Cars didn't always run on gasoline. Henry Ford envisioned his Model T's puttering along with tanks fully of ethanol. Early diesel engines ran on peanut oil. Of course, the discovery of massive petroleum reserves at the turn of the 20th century quickly put the brakes on that notion—why bother creating biofuel when gasoline and diesel are pennies on the gallon? But now that gas is about $3.64 a gallon in the US, interest in biofuels is on the rise. Here's what we'll use to power 21st century transportation.
What's the Difference?
Gasoline and diesel are "fossil fuels," meaning they're derived from petroleum, fossilized plant and animal matter. These energy-dense products contain flammable hydrocarbons which provide the power to internal combustion engines when burned. Biofuels contain very similar hydrocarbon chains, except that these are refined from freshly grown plant matter, rather than samples that are millions of years old. While current biofuel production rates can't compete with the 75 million-plus barrels (55 gal drums) of crude oil produced daily around the world, the rate of biofuel production is steadily climbing. Twenty-eight billion gallons of biofuel were manufactured in 2010 (23 million of which were ethanol derivatives), and it powered nearly three percent of the world's cars and trucks.
Not all biofuels are created equal, though; or at least, not all come from the same stuff. Here's a look at how the different types break down.
Ethanol is booze for your car, the most common biofuel on the planet. It's produced by fermenting the sugars and starches from a wide variety of sources—wheat, corn, sugar beets, sugar cane, or molasses. Basically if it can be used to make booze for people, it can be used as an ethanol base. The production process is even strikingly similar to normal distilling: The carbohydrates stored in a grain crop's seeds are broken into simple sugars via enzymatic recreations, those sugars are fermented anaerobically by yeast into alcohol, which is then distilled.
The resulting ethanol can be used as either a fuel or a fuel additive. In the US, ethanol is commonly sold as either "gasohol" (90 percent gasoline, 10 percent ethanol) or as E85 (85 percent ethanol, 15 percent gasoline). Brazil, the single-largest ethanol producer and consumer on the planet, uses as 75/25 gas/ethanol mix to power its vehicles while sequestering large amounts of carbon. In fact, most modern gas engines will run just fine on up to 15 percent-ethanol gasohol blends. Ethanol only releases 2/3 the amount of energy as an equal volume of petroleum product, but it does have a higher octane rating (which increases the engine's compression ratio) and produces far fewer greenhouse emissions.

Work order: Please continue the biofuels article from the end of its last paragraph. The material after this point has no connection to the biofuels article.

Information provided:
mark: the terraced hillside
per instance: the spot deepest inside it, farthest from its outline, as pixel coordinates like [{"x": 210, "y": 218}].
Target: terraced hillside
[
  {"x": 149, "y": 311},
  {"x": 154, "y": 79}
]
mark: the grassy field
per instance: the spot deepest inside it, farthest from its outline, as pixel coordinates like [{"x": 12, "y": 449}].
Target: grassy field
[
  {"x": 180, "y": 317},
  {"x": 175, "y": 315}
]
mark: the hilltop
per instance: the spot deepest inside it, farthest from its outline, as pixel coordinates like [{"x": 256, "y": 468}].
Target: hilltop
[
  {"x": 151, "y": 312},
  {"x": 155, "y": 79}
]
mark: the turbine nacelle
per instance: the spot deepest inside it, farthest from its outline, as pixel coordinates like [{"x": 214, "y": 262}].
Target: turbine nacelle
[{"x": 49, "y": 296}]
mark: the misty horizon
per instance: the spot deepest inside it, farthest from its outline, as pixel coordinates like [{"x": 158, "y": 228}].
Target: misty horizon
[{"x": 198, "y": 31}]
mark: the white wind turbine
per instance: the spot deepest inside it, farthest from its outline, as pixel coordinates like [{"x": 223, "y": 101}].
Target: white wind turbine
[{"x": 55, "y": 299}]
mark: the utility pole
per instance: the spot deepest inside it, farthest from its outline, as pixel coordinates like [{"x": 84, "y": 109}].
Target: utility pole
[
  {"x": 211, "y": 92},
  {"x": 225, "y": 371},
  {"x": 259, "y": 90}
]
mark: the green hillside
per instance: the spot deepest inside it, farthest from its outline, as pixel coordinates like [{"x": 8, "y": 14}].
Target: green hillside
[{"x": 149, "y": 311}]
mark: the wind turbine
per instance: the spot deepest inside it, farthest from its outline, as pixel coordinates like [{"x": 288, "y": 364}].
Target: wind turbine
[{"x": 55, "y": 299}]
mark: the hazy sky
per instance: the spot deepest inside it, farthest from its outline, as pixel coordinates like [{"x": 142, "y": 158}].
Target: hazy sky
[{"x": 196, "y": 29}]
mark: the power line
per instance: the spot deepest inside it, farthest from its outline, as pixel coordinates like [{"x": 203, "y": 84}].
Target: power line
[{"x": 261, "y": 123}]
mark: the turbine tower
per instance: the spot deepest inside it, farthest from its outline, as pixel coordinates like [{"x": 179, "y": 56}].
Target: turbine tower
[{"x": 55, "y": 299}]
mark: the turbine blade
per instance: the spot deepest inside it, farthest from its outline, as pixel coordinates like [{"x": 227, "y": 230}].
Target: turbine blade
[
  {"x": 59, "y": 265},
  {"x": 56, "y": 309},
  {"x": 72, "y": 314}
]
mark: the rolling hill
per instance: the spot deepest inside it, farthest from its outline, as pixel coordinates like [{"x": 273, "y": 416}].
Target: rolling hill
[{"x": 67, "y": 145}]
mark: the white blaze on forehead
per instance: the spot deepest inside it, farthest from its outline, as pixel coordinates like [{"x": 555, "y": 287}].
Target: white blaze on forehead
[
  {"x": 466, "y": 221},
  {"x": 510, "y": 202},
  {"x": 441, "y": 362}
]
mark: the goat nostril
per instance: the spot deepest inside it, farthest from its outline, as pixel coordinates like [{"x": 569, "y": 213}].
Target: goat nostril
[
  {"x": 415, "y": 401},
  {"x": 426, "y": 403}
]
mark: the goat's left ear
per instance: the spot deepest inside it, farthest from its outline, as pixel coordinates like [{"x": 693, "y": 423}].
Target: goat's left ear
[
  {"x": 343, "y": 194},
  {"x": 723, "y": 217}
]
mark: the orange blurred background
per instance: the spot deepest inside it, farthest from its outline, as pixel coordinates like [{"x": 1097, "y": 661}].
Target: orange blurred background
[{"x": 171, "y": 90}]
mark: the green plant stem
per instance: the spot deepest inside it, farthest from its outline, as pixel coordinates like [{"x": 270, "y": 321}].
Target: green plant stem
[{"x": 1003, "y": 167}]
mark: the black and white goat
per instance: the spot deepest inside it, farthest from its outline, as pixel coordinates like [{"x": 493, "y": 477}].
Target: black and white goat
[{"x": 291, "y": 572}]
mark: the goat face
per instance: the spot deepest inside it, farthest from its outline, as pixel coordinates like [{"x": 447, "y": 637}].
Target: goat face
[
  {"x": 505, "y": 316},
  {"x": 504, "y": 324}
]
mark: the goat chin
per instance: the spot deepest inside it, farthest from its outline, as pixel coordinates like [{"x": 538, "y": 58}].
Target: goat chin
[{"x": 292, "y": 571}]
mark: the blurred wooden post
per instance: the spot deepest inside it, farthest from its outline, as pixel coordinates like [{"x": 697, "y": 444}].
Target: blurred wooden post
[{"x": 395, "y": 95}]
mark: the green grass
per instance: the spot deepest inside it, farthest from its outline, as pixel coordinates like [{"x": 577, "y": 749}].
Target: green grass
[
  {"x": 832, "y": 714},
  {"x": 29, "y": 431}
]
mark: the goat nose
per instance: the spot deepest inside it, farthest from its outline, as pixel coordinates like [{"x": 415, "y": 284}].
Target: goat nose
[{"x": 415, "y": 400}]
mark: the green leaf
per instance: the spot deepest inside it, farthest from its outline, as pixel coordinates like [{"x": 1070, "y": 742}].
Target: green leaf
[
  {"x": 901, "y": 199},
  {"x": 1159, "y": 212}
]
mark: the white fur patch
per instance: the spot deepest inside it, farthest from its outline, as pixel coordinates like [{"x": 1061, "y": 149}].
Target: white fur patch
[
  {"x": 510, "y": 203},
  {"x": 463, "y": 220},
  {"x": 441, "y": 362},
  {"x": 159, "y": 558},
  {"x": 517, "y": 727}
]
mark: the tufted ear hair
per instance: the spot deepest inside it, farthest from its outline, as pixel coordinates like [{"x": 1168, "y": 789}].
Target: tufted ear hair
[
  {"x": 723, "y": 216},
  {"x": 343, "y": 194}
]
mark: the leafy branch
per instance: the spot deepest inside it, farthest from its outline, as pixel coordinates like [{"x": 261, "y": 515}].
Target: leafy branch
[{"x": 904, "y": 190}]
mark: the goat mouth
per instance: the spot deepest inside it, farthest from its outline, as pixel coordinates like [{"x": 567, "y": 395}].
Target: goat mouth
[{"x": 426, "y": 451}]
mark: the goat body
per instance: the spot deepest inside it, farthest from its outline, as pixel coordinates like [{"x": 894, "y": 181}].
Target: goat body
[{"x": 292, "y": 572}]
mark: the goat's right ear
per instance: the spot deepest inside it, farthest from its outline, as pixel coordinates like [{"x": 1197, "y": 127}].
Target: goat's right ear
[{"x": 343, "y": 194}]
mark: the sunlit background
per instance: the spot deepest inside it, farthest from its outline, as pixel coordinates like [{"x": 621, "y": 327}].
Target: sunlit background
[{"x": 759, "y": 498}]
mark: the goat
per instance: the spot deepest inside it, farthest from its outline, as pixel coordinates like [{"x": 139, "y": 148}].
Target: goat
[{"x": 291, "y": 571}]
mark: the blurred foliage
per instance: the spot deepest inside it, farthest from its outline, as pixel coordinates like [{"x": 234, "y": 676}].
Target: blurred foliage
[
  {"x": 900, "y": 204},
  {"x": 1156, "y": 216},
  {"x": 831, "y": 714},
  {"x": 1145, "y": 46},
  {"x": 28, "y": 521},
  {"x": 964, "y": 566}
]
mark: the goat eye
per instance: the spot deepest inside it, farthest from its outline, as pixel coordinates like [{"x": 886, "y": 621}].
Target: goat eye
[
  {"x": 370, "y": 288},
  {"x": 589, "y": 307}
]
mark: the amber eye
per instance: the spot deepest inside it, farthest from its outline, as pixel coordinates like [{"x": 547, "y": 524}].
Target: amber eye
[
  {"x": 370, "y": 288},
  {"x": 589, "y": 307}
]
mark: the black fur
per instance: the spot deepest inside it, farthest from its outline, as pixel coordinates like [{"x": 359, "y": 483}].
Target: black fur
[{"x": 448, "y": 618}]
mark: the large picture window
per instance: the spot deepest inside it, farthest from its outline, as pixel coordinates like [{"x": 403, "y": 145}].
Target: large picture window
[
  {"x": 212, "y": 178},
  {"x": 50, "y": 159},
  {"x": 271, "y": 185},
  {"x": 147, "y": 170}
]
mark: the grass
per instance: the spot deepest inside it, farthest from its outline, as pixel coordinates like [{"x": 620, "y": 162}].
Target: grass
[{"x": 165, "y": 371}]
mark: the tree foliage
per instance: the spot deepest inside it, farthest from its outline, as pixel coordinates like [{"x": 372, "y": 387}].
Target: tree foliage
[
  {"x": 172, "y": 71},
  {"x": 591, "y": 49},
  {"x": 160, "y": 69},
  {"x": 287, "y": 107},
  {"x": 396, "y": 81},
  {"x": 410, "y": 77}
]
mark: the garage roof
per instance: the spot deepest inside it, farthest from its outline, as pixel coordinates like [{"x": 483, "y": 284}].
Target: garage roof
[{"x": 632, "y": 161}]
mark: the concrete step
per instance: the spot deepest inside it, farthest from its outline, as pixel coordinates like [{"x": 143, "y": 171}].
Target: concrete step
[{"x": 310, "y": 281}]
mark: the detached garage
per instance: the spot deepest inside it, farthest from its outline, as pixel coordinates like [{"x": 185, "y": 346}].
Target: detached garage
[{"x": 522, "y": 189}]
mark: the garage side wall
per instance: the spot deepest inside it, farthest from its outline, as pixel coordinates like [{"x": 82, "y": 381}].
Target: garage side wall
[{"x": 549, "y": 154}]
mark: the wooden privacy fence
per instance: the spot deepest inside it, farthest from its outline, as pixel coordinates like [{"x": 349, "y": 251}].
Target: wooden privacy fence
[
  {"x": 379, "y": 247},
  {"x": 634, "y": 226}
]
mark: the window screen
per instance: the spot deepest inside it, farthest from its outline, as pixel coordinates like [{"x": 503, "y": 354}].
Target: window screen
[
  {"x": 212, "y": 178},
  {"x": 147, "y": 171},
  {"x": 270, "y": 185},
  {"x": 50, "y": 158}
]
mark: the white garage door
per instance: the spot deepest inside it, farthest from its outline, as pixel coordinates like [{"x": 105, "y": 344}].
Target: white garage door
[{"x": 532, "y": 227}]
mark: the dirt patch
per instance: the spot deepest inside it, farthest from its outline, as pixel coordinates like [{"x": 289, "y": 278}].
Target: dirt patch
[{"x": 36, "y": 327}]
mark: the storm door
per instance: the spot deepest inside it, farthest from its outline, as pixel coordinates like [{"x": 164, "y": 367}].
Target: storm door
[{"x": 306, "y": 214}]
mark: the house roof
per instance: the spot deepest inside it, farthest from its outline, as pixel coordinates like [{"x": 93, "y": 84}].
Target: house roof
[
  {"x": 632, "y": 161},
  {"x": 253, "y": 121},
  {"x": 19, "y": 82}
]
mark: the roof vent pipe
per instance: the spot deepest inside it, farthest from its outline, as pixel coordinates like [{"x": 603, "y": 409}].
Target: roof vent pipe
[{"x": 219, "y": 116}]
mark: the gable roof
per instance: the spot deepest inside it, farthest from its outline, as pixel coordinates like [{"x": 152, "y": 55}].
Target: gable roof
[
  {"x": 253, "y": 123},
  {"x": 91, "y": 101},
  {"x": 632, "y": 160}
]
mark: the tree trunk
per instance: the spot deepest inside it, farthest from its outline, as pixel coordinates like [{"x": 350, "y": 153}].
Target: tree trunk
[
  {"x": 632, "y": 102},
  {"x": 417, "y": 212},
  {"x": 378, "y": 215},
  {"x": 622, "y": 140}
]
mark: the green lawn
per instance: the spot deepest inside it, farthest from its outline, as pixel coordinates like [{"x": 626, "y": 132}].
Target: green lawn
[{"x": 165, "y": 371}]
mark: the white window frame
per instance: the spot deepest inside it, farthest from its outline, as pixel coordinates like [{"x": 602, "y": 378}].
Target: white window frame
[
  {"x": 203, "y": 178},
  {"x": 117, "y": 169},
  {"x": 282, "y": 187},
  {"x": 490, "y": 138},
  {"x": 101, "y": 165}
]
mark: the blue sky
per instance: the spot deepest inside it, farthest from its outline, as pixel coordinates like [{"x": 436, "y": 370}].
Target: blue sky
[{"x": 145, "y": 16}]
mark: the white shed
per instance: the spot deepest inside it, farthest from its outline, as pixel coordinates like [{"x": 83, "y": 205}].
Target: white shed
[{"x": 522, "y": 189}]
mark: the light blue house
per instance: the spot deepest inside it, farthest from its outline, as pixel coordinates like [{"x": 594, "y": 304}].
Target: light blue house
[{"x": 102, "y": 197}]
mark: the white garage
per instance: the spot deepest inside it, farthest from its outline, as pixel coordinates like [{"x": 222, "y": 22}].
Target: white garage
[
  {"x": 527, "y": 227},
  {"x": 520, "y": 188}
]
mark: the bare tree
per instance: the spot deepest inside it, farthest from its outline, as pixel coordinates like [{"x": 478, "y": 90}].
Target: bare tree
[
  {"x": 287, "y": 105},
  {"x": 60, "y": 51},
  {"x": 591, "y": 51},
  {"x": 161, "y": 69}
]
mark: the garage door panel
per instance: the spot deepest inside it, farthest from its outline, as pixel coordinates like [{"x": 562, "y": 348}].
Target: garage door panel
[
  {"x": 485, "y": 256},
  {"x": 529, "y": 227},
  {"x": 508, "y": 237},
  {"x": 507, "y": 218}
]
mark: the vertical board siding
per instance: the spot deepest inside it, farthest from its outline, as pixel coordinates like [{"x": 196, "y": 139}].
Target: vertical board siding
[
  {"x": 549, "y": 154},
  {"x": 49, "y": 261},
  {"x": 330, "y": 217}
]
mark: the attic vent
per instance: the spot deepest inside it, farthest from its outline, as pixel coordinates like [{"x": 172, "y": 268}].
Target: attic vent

Answer section:
The major issues facing ethanol production in the US, which primarily relies on our biggest food crop—corn—are wide-ranging: Finding a balance between fuel production and food production, figuring out how to grow, process, distill, and deliver the ethanol from corn field to fuel tank using less energy than simply pumping petrol out of the ground, and how to get the final product price (government subsidized or not) as low as current gas prices given that drivers will need to pull over 33 percent more often to refuel, on account of ethanol's lower energy density. In all, ethanol currently doesn't provide enough improvement over prevailing fuel sources to really warrant weaning the American public off of gasoline for it. However, a new generation of ethanol could well change that.
Cellulosic ethanol uses sugars trapped in the woody, non-edible parts of crops (think corn husks and cobs, not kernels). Breaking down these tough cellular walls to release their sugars is difficult, as it requires a slow-working enzyme reaction to take place, similar to how cows break down grasses in their four stomachs. However, 15 strains of synthetic enzymes first derived from fungi in 2009 that remain stable at high temperatures could prove useful, and the process could theoretically be applied to any woody substance, from orange peels to switchgrass to sugarcane stalks to sawdust, not only providing a reliable power source but also a reliable waste management system for input.
The first diesel engines ran on vegetable oil, and many modern diesels still can. These oils, which serve as biodiesel's base, can be collected from any oilseed crop, from cottonseed to sunflower—even hemp and animal fats—though soybean oil is the primary base source in the US. Vegetable oil is comprised of long, fatty acid chains held together with glycerol. Mixing the oil with a bit of methanol and lye, which acts like a catalyst, breaks down these chains into smaller, more easily burnable molecules much like how ethanol's sugars must first be broken out of their carbohydrate cells. This process is known as transesterification or, more commonly, hydrocracking.
The resulting biodiesel has the same chemical properties as petroleum-based diesel, and can be used by existing diesel engines without issue so long as it is mixed with a bit of mineral diesel. And while a diesel engine can technically run on straight vegetable oil, as Rudolf Diesel's early engines did, they don't do so particularly well and often require minor engine modifications for it to work at all.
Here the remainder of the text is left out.